**Work required:**
Your reply should contain only the line with "Target: rear door handle" and the lines after it through the end of the data, each written out exactly.

Region pointing data:
-------
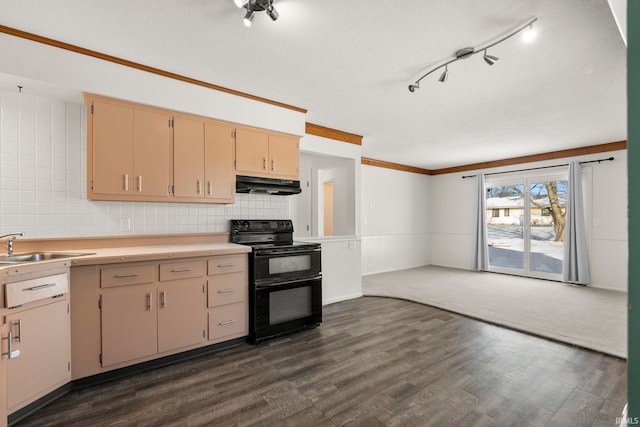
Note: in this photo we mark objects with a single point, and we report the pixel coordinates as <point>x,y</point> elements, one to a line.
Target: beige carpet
<point>588,317</point>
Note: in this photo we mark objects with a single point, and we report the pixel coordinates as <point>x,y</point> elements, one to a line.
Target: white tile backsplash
<point>43,182</point>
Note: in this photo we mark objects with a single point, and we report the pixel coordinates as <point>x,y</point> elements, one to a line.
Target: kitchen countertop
<point>97,256</point>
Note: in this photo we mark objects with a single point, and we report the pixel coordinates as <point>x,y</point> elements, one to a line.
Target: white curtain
<point>482,250</point>
<point>575,267</point>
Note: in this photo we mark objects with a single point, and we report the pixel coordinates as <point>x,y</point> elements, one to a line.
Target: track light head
<point>254,6</point>
<point>272,12</point>
<point>248,18</point>
<point>445,74</point>
<point>489,59</point>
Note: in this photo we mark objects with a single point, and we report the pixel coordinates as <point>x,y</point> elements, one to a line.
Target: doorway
<point>525,222</point>
<point>328,208</point>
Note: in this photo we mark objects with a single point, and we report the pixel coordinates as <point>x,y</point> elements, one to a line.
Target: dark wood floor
<point>373,362</point>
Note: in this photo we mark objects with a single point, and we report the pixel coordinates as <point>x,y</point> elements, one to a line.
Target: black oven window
<point>290,304</point>
<point>289,264</point>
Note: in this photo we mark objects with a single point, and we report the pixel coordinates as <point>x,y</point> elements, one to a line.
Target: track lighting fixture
<point>253,6</point>
<point>489,59</point>
<point>248,18</point>
<point>445,75</point>
<point>467,52</point>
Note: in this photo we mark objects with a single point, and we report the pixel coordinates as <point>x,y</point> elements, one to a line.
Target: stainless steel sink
<point>38,256</point>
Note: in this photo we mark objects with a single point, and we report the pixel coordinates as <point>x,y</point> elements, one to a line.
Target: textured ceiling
<point>349,64</point>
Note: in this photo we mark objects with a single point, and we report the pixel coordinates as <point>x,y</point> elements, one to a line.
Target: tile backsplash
<point>43,183</point>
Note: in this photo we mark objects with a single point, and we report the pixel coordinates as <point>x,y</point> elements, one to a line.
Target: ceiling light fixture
<point>253,6</point>
<point>489,59</point>
<point>445,75</point>
<point>467,52</point>
<point>248,18</point>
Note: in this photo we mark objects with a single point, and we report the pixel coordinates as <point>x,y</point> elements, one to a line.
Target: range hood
<point>278,187</point>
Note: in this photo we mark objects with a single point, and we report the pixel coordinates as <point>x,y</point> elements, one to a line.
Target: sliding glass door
<point>525,225</point>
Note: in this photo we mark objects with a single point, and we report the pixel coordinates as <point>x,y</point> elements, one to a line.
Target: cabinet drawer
<point>126,275</point>
<point>181,270</point>
<point>228,320</point>
<point>227,264</point>
<point>227,289</point>
<point>26,291</point>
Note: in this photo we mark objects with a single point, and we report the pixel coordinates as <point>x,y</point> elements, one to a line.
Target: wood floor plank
<point>373,362</point>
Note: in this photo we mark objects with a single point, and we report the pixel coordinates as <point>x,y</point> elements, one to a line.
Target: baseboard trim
<point>102,378</point>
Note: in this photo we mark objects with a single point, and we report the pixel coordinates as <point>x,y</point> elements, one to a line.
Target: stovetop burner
<point>265,234</point>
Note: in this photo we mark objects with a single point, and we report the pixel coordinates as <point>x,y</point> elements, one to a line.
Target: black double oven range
<point>285,278</point>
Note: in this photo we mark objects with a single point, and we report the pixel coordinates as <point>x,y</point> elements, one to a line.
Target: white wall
<point>395,219</point>
<point>452,227</point>
<point>43,183</point>
<point>78,72</point>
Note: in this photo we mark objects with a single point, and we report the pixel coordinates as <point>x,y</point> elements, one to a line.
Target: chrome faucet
<point>11,238</point>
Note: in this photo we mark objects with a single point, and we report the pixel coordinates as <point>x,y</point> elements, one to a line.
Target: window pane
<point>505,233</point>
<point>547,222</point>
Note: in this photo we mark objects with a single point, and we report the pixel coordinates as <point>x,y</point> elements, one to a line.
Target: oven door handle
<point>268,253</point>
<point>288,282</point>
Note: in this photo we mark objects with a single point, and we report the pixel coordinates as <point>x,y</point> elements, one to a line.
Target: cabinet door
<point>181,315</point>
<point>188,158</point>
<point>4,358</point>
<point>41,335</point>
<point>112,148</point>
<point>284,156</point>
<point>252,151</point>
<point>218,155</point>
<point>152,153</point>
<point>129,324</point>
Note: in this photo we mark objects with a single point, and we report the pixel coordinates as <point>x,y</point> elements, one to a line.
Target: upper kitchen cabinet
<point>188,158</point>
<point>266,154</point>
<point>129,151</point>
<point>203,160</point>
<point>218,162</point>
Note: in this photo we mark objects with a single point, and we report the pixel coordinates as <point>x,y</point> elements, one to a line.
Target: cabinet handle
<point>9,339</point>
<point>37,288</point>
<point>19,323</point>
<point>126,275</point>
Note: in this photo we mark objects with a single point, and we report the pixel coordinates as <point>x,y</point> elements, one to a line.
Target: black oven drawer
<point>286,265</point>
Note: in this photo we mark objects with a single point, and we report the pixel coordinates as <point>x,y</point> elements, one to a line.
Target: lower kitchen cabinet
<point>40,345</point>
<point>129,324</point>
<point>4,361</point>
<point>128,313</point>
<point>227,302</point>
<point>180,315</point>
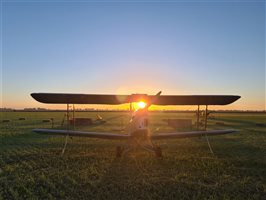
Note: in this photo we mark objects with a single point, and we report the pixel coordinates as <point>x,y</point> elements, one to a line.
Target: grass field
<point>32,167</point>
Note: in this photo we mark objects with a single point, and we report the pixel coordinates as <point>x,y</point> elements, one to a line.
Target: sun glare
<point>141,104</point>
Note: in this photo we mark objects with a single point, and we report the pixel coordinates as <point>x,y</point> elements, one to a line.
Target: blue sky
<point>198,47</point>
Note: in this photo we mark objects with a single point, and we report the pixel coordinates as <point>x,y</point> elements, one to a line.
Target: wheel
<point>119,151</point>
<point>158,152</point>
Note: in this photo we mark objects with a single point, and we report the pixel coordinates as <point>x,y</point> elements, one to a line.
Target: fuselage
<point>139,124</point>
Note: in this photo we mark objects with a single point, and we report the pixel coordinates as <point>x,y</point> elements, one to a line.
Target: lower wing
<point>190,134</point>
<point>111,136</point>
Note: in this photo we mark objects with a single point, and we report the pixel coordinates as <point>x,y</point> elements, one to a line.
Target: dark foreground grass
<point>31,165</point>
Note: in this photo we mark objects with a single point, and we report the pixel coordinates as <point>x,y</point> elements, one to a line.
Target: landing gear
<point>158,152</point>
<point>119,151</point>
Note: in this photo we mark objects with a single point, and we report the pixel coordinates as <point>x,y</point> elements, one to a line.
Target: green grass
<point>31,165</point>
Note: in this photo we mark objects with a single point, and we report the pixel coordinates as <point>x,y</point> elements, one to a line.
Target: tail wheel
<point>119,151</point>
<point>158,152</point>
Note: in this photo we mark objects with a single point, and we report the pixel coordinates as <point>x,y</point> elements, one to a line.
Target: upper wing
<point>120,99</point>
<point>196,99</point>
<point>191,134</point>
<point>111,136</point>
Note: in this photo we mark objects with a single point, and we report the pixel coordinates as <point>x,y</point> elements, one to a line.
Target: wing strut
<point>205,127</point>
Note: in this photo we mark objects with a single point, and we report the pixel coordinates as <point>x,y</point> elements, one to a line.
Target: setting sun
<point>141,104</point>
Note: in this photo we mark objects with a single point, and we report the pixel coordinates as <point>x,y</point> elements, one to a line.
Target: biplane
<point>139,135</point>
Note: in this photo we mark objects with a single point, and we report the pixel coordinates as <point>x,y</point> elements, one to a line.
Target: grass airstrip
<point>32,167</point>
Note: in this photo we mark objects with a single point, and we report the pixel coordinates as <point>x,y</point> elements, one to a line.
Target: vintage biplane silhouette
<point>139,135</point>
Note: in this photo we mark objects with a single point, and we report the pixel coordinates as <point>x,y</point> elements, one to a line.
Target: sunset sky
<point>117,47</point>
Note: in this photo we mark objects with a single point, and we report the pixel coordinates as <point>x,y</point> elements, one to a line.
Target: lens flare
<point>141,104</point>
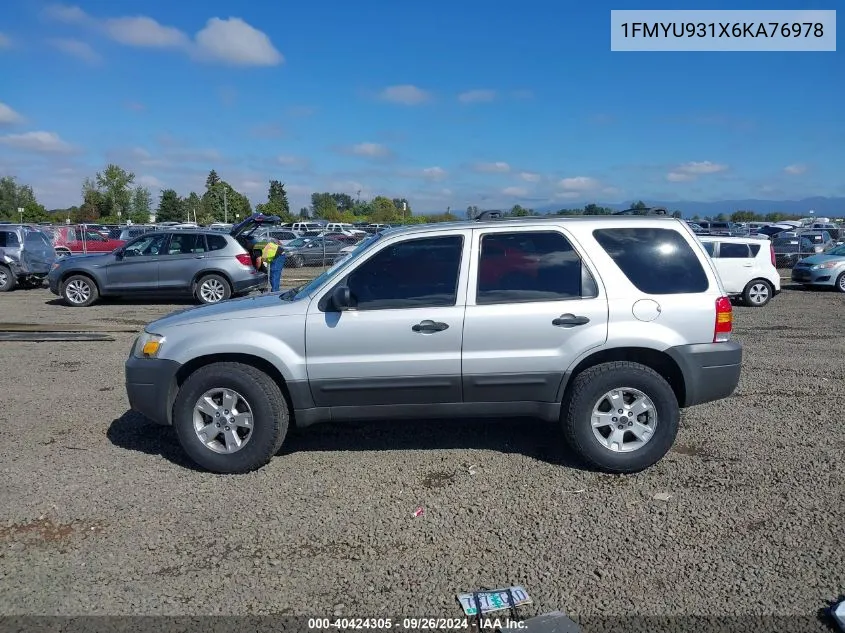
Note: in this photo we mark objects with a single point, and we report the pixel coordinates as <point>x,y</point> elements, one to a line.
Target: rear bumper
<point>151,387</point>
<point>711,370</point>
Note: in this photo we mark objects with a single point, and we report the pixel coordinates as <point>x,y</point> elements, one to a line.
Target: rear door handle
<point>570,320</point>
<point>429,326</point>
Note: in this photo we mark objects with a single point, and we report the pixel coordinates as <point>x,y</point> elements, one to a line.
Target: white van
<point>746,267</point>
-------
**Response:**
Target: rear door handle
<point>570,320</point>
<point>429,326</point>
Note: in this photo we mark objects with a single point, and we report the pixel coordinates as <point>x,y</point> elements, one to a line.
Target: white van
<point>746,267</point>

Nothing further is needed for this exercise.